## WHAT NEEDS TO BE DONE
Write the data out again exactly, with no pictures.

## ENTRIES SHOWN

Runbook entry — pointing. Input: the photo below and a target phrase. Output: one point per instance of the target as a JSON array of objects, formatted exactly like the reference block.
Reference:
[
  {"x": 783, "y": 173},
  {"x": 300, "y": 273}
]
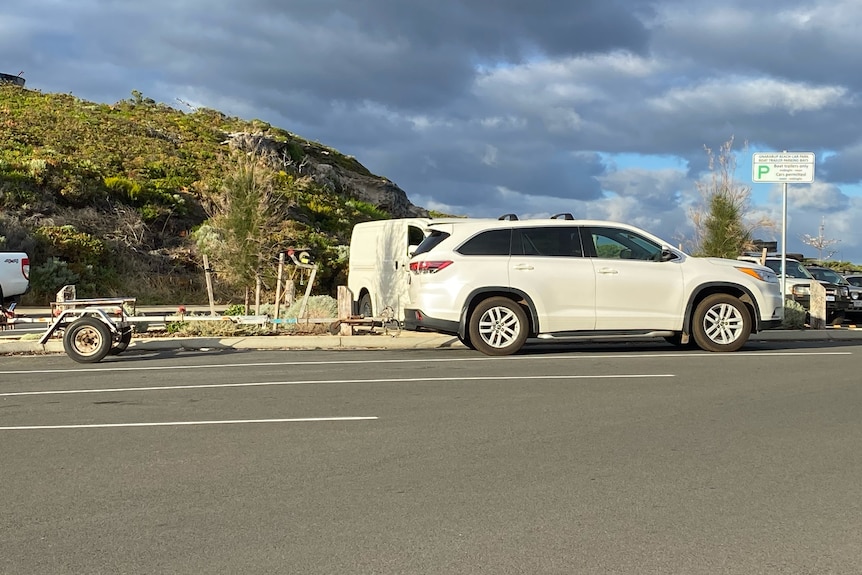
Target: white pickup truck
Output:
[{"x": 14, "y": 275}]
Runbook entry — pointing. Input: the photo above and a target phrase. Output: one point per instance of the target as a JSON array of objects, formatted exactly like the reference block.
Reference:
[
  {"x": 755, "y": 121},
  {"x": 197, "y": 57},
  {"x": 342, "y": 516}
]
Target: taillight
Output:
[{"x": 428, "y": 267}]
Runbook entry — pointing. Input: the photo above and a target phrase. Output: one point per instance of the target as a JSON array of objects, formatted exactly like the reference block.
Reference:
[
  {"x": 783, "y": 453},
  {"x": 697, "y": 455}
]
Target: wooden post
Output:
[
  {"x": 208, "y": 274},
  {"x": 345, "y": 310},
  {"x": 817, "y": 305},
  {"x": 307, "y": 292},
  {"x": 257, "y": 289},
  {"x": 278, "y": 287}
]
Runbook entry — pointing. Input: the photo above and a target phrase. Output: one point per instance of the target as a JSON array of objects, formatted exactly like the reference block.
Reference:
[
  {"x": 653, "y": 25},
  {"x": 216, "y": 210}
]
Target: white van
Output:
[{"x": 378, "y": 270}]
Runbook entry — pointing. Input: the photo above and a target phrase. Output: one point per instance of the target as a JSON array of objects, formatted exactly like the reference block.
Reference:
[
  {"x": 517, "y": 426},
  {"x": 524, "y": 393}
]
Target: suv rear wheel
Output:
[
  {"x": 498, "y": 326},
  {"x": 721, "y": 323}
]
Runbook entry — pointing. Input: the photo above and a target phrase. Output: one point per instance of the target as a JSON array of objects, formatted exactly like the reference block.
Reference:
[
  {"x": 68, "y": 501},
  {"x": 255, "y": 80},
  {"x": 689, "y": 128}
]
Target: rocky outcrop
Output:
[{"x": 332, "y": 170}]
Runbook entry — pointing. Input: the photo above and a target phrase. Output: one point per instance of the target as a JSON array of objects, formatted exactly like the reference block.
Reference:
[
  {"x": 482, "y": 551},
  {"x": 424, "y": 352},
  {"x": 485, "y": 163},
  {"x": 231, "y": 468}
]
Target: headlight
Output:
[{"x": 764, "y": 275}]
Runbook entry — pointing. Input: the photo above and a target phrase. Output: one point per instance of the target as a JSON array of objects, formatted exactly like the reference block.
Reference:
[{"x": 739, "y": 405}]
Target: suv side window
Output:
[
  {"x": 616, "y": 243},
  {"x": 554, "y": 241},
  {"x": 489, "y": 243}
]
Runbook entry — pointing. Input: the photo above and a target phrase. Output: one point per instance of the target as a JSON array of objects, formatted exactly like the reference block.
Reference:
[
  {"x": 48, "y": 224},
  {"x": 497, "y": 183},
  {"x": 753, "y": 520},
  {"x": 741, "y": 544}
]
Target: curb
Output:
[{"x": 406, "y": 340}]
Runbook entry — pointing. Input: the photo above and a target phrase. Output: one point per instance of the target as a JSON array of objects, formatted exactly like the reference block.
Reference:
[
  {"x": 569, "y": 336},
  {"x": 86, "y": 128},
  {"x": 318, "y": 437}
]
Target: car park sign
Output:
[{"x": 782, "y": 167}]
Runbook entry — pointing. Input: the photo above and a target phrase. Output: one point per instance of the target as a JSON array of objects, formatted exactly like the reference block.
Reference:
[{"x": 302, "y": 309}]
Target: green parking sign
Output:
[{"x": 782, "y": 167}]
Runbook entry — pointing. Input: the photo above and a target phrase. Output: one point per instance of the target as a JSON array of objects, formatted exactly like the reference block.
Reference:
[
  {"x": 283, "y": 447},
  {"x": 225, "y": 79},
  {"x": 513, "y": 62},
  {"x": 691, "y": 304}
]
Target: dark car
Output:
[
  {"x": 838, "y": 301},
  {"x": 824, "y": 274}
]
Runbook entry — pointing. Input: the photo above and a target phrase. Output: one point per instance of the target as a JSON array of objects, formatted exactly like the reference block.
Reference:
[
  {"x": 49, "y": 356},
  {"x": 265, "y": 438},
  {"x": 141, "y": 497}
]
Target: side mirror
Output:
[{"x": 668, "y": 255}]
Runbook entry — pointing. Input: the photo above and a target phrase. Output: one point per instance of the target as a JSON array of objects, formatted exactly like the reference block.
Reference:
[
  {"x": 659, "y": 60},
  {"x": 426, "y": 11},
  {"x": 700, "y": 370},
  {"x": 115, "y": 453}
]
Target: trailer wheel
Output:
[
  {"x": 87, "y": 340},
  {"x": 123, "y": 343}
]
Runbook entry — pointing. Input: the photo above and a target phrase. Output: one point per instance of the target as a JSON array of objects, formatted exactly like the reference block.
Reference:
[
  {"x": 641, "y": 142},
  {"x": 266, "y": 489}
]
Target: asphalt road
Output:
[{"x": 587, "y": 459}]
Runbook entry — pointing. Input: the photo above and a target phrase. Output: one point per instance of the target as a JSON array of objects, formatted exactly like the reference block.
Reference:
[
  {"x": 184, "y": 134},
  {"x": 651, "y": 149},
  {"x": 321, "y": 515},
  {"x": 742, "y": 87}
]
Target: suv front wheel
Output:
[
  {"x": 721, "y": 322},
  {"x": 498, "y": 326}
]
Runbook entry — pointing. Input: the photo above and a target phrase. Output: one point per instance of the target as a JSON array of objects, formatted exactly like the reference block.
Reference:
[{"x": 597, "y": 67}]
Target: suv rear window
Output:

## TASK OUTPUT
Runbook entry — pointing. Input: the photo below and a target phrase. Output: one point per instance of the target as a JSON array of objects, formatted exactly like the reference block.
Reference:
[
  {"x": 783, "y": 173},
  {"x": 300, "y": 273}
]
Target: white pickup truck
Output:
[{"x": 14, "y": 275}]
Runbook entry — pointing. Input: the photo above and a target phrase. Output: one point per instance of the target as a JSON array of objects, formatted exactly like the reference block.
Reference:
[
  {"x": 755, "y": 121},
  {"x": 197, "y": 57},
  {"x": 342, "y": 516}
]
Target: taillight
Output:
[{"x": 428, "y": 267}]
Runbook entry — pointing. Input: the photo above and a target phrase. Output: one point per instance of the target as a JSON array of objects, formatted exactly like the reference block.
Reference:
[
  {"x": 783, "y": 453},
  {"x": 697, "y": 455}
]
Target: wooden post
Output:
[
  {"x": 208, "y": 274},
  {"x": 345, "y": 310},
  {"x": 817, "y": 305},
  {"x": 307, "y": 292},
  {"x": 257, "y": 289},
  {"x": 278, "y": 287}
]
Runbook entry — pointing. Input: the photo above and a target phrase. Output: one point per instance of the target as a JSON array of objects, formatted exactly like the reference block.
Reference:
[
  {"x": 653, "y": 25},
  {"x": 216, "y": 210}
]
Target: white van
Output:
[{"x": 378, "y": 270}]
Runbook entry — pointing. Input: the photo above and a target phrase. Output: one point per instance of the target as a JSON array of objects, formatted exactly like the reference block.
Reference:
[
  {"x": 517, "y": 426},
  {"x": 524, "y": 393}
]
Target: suv rear wheel
Output:
[
  {"x": 498, "y": 326},
  {"x": 721, "y": 323}
]
Runbook entry — pointing. Input: the photo above and a target phrase. Output: one point per instance of the target as a JSON array of objects, formatted exactly like the reference block.
Reference:
[
  {"x": 68, "y": 501},
  {"x": 255, "y": 80},
  {"x": 689, "y": 128}
]
Target: rocky outcrop
Output:
[{"x": 332, "y": 170}]
Runbook entry — pointing. Input: the photo above and a target phrase. Output: one point per instance of the target as a JSON array of objects, formatted exactly like the reference block.
Reference:
[
  {"x": 482, "y": 551},
  {"x": 424, "y": 352},
  {"x": 485, "y": 163},
  {"x": 231, "y": 468}
]
Target: headlight
Output:
[{"x": 764, "y": 275}]
Runbook entry — pointing. Input: the photo above and a target phrase. Output: one point per instance of the target as a JSON array of objects, formatted exactly like the reference block.
Reference:
[{"x": 739, "y": 405}]
Target: suv side window
Output:
[
  {"x": 616, "y": 243},
  {"x": 554, "y": 241},
  {"x": 489, "y": 243}
]
Runbook entry — pointing. Input: the photo above and a target phrase. Output: one point per instance of the target as a JSON array of objects, formatted exactly like the reference block.
Reference:
[
  {"x": 48, "y": 224},
  {"x": 497, "y": 183},
  {"x": 753, "y": 520},
  {"x": 741, "y": 544}
]
Target: curb
Output:
[{"x": 406, "y": 340}]
Runbook entry — pointing. Input: the photo above and a target phrase. Output: one point per instance of the target as a JSON array of objects, formatted exactly like the reference block.
Reference:
[
  {"x": 569, "y": 336},
  {"x": 86, "y": 128},
  {"x": 318, "y": 437}
]
Target: car park sign
Output:
[{"x": 782, "y": 167}]
Runbook entry — pointing. Input: the photo above and a target phrase. Output: one point per instance of the target as a JSON array of objects, formatted exactly like the reference block.
Reference:
[{"x": 302, "y": 309}]
Target: green parking sign
Output:
[{"x": 782, "y": 167}]
Runbook entry — pointing. Input: the photo above and a target phrase. Output: one point per instance of the target as a JSON array of objects, formatted exactly like the reference block.
Reference:
[
  {"x": 283, "y": 447},
  {"x": 225, "y": 79},
  {"x": 513, "y": 62},
  {"x": 691, "y": 304}
]
Target: dark car
Output:
[
  {"x": 838, "y": 301},
  {"x": 824, "y": 274}
]
Runbook entry — pointing. Input: the photo above and a target phrase. Output: one point per instance of the target as a JSON array of objects, formatted exactly like the reference block.
Reference:
[
  {"x": 49, "y": 356},
  {"x": 265, "y": 438},
  {"x": 141, "y": 497}
]
Target: side mirror
Output:
[{"x": 668, "y": 255}]
Runbook entry — pointing. Input: the photo above and a target phrase. Output: one point per instance of the target as a JSON array of objects, formatted exactly like the reference block.
Reference:
[
  {"x": 659, "y": 60},
  {"x": 426, "y": 11},
  {"x": 700, "y": 370},
  {"x": 115, "y": 453}
]
Target: trailer wheel
Output:
[
  {"x": 87, "y": 340},
  {"x": 123, "y": 343}
]
Runbook entry — pointing. Input: the photo above and a target phrase. Output: one point per instance of the target as a JSON array of objects, formatted exactly like the reference block.
Reference:
[
  {"x": 641, "y": 142},
  {"x": 266, "y": 489}
]
Target: asphalt road
Output:
[{"x": 587, "y": 459}]
Runbook entry — pointing. Input: the photo above and a target phrase. Output: one point per instance of the target as a JSON array of objects, formatted exactly like the reference block.
Reference:
[
  {"x": 184, "y": 134},
  {"x": 651, "y": 149},
  {"x": 321, "y": 515},
  {"x": 742, "y": 87}
]
Target: suv front wheel
Output:
[
  {"x": 721, "y": 322},
  {"x": 498, "y": 326}
]
Runbook entry — pointing. Input: the photo above and a target phrase. Output: one point per instance of the target as a JSON array of objects, formatted exactly like the reference block.
Reference:
[{"x": 597, "y": 67}]
Target: suv rear window
Output:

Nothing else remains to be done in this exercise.